_Consigne écrite 1_. D'après le texte sur le documentaire We Had a Dream, qu'est-ce que les Heretiks défoncent avec leurs camions ?
_Consigne écrite 2_. Poursuivez le texte sur le documentaire consacré aux free parties à partir de sa dernière phrase.

_Texte fourni_.

===

Paye ta boule Quiès ! Damien Raclot-Dauliac sort Heretik System : We Had a Dream, un DVD documentaire sur le mouvement des free parties en France. Entre techno vénère, pilules chelou et coups de matraque, le film raconte le parcours des Hérétiks, un soundsystem de banlieue parisienne. Quoiii, qu'est-ce tu dis ? Je dis : “Un soundsystem de...”.


“On voulait faire une fête à la Ferté-sous-Jouarre. Y avait un point de rendez-vous et déjà quelques centaines de voitures qui attendaient. Quand on est arrivés au point de rendez-vous, les flics étaient là. Un mec monte sur une voiture et dit à tout le monde : « Suivez-nous, on va trouver un autre endroit. » On roule sur vingt bornes à travers la campagne, on fonce sur les nationales avec quatre-cents voitures derrière.” Et là ? “On défonce la porte de la décharge publique avec les camions, on rentre, on pose le son. C'est chaud la techno ou pas ?” Vidéos d'archive à l'appui, We Had a Dream raconte l'histoire des Heretiks, pilier des free parties françaises des années 1990 à 2000. Sur fond d'images d'époque, Léo, Ben, Jeannot ou KRS racontent chacun leur tour leurs virées sur l'A6, leurs week-ends en cambrousse et leurs enceintes 10 X 4 millions de Watts. Dix ans plus tard, les free parties sont interdites en France sous peine d'amendes et de confiscation du matériel. La techno, c'était mieux avant.

===

_Données brutes_.

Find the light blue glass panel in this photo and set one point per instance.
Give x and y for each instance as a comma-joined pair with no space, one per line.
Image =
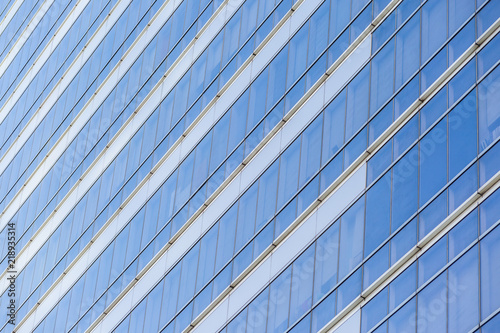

===

_Réponse écrite 1_. La porte de la décharge publique.

_Réponse écrite 2_.
En 1992, l'Avon free festival rassemble des milliers de teufeurs dans la campagne anglaise, sans rien demander à personne. Au programme, trois jours de musique non-stop pour des allumés qui préfèrent danser en tatane et dans la boue plutôt qu'en mocassins sur un dance-floor chicos. Bingo, le gouvernement Thatcher rédige le Criminal Justice Bill, une loi qui interdit les raves party et promet d'enfermer les organisateurs dans la Tour de Londres. Pourquoi ? Because des champs de betterave dévastés et des fêtards plein les urgences à force de gober tout ce qui passe sous leurs piercings. Les plus acharnés sautent alors dans un ferry et s'enfuient en France. En Europe, ils inventent un nouveau genre de ré-soi, la free party, une fête clandestine et gratuite. A deux années lumière du sans-alcool-la-fête-est-plus-folle, les free parties s'improvisent dans des patelins perdus et rassemblent des centaines de technoïdes amateurs de liberté, de douche trimestrielle et de décibels à faire tomber les sourcils.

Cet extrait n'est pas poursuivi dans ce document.